[Start DOCUMENT SEGMENT]

Mon, 03/22/2010 - 15:59 | 272571 Mako
Mako's picture

They certainly can blowup the system, but what purpose would that solve.  

They keep telling Helicopter Ben is coming but I surely don't see him.   You certainly could get othe point where the credit worthiness of the system just collaspes ie Sept 2008 but it was never due to hyperinflation... it will always be from the system unable to expand further. 

Simply put like you suggested... credit demand is non-existent.  It's over.   The government will eventually get run over from the on coming train.

 

Mon, 03/22/2010 - 19:49 | 272767 demsco
demsco's picture

You are right, deflation is here for a while, how long we do not really know. You think a generation, I think a couple of years, one of us is bound to be right and we both have a right to change our mind as events unfold. However, there is something that can happen, more QE, just like Ben told Japan to do in 2003 which would weaken the dollar. Sure, there is no velocity of money, but that does not mean the value of said dollar cannot decline.

[End DOCUMENT SEGMENT]
[Start STORED DATA]

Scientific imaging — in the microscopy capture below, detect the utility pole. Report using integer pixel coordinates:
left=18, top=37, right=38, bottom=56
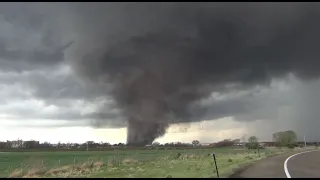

[End STORED DATA]

### EXERCISE DESCRIPTION
Continue the forum thread about deflation and quantitative easing from the point where it stops.

### TASK ANSWER
A devalued dollar is a form of inflation, much of which we cannot see since we consume 87% of what we produce domestically. However, we will see it with imported products, food and energy. Obama wants to double exports within 5 years, how do you do that with a strong currency? You don't, you devalue it. If you cannot devalue through traditional inflation you do QE or enter into an agreement with some banks to start lending, Obama did just that with some of the TARP funds recently to spur small buisness lending. We have serious problems and deflation is the first part of it right now, it will morph into something else which I call inflation and maybe you would call it a currency crisis or something else.

That is just my opinion and I think my opinion falls within the realm of reason since no one knows what the hell is going on now. I do disagree with your Helicopter Ben statement, he has been out in force. He sucked in trillions in MBS and God knows what else, but that money has not been kicked back out yet. However, it was not from a lack of effort and I think you will be surprised to what he was up to when he has to release the discount window records during the crisis.

Credit expansion may not come again, but I do not think you need it as Ben is creative in his ways. Overall, we agree, game over and social unrest is not far off.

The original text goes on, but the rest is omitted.